*SUMBER:*
○ ○ ○ ○
BerandaPasar Kreatif
Sabtu, 4 Jun 2021 15:30

Barang Thrift, Dihargai Mahal karena Merek, Kondisi, dan Lamanya Usia

Salah seorang pembeli sedang melihat barang-barang thrift yang dipajang di bazar clothing di Kota Semarang, belum lama ini. (Inibaru.id/ Kharisma Ghana Tawakal)

Barang-barang thrift umumnya dihargai lebih mahal setelah mempertimbangan merek, kondisi, dan lamanya usia. Semakin vintage, harga barang bekas ini bakal semakin tinggi, lo!

Inibaru.di - Jauh sebelum istilah thrift shop dikenal luas, orang Semarang mengenal awul-awul, pasar baju bekas yang dijual di Lapangan Simpanglima tiap akhir pekan. Jualannya disebut awul-awul karena baju-baju tersebut sekadar ditumpuk di wadah besar atau digantung memakai hanger alakadarnya.
○ ○ ○ ○
[Catatan set data anotasi titik]
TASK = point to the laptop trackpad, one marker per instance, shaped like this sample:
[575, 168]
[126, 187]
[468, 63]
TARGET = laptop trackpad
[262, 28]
○ ○ ○ ○
*SOAL 1:*
Menurut artikel tentang barang thrift, mengapa pasar baju bekas di Lapangan Simpanglima disebut awul-awul?
*SOAL 2:*
Salin tanpa perubahan bagian artikel tentang barang thrift yang dimulai dengan "BerandaPasar Kreatif" dan berlanjut hingga "semakin tinggi, lo!".

*JAWABAN LATIHAN 1:*
Karena baju-baju yang dijual di sana hanya ditumpuk di wadah besar atau digantung memakai hanger alakadarnya.

*JAWABAN LATIHAN 2:*
BerandaPasar Kreatif
Sabtu, 4 Jun 2021 15:30

Barang Thrift, Dihargai Mahal karena Merek, Kondisi, dan Lamanya Usia

Salah seorang pembeli sedang melihat barang-barang thrift yang dipajang di bazar clothing di Kota Semarang, belum lama ini. (Inibaru.id/ Kharisma Ghana Tawakal)

Barang-barang thrift umumnya dihargai lebih mahal setelah mempertimbangan merek, kondisi, dan lamanya usia. Semakin vintage, harga barang bekas ini bakal semakin tinggi, lo!